*The request*: Could you collect every line in the entries below that contains the word "Input"?
**** Record extracts
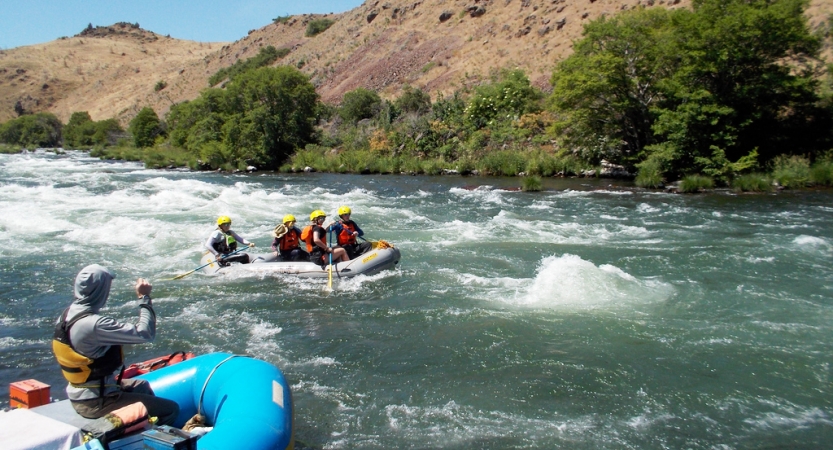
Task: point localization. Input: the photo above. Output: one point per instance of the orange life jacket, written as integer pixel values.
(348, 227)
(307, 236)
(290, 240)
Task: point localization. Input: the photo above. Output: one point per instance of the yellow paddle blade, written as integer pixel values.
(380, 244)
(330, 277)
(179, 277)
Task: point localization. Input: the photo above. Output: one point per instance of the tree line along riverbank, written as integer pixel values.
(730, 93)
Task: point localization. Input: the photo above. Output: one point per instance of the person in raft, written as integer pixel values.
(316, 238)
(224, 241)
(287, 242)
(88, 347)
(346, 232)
********
**** Record extracts
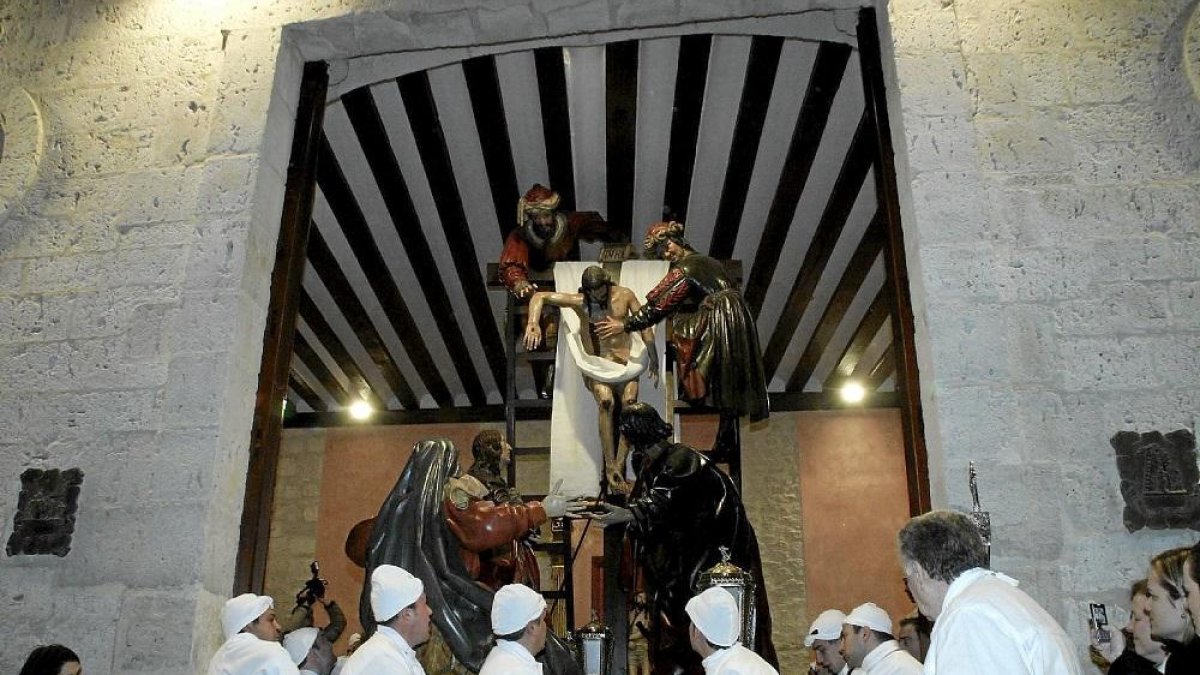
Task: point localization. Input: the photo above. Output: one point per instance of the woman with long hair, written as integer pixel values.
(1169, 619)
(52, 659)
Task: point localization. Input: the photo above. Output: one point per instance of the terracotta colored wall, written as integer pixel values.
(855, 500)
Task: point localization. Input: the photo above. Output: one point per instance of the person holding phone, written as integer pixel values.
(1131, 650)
********
*Written response*:
Task: point localization. Input: the photo above. Output: one point per instance of the orange life jacket, written as integer pixel values.
Task: point localization. Input: the photo above. Output: one point per instance of the yellow paddle blade, written as integer pixel values.
Task: point localization. Input: the photo above. Output: one point per instance of the tree line along riverbank, written as integer pixel values.
Task: point localization. Input: the photo above. Output: one point per instance of the person in raft, written as integer pixel values.
Task: point localization. Input: the photo above. Output: one point per instance of the woman with long hair, written as integer pixel values.
Task: point localization. Input: the photo above. Output: one point per instance of the terracotta colored wall, written as integer pixel values.
Task: point localization. Input: the photo above. Output: one point per instance of the person holding phone, written as integer pixel values.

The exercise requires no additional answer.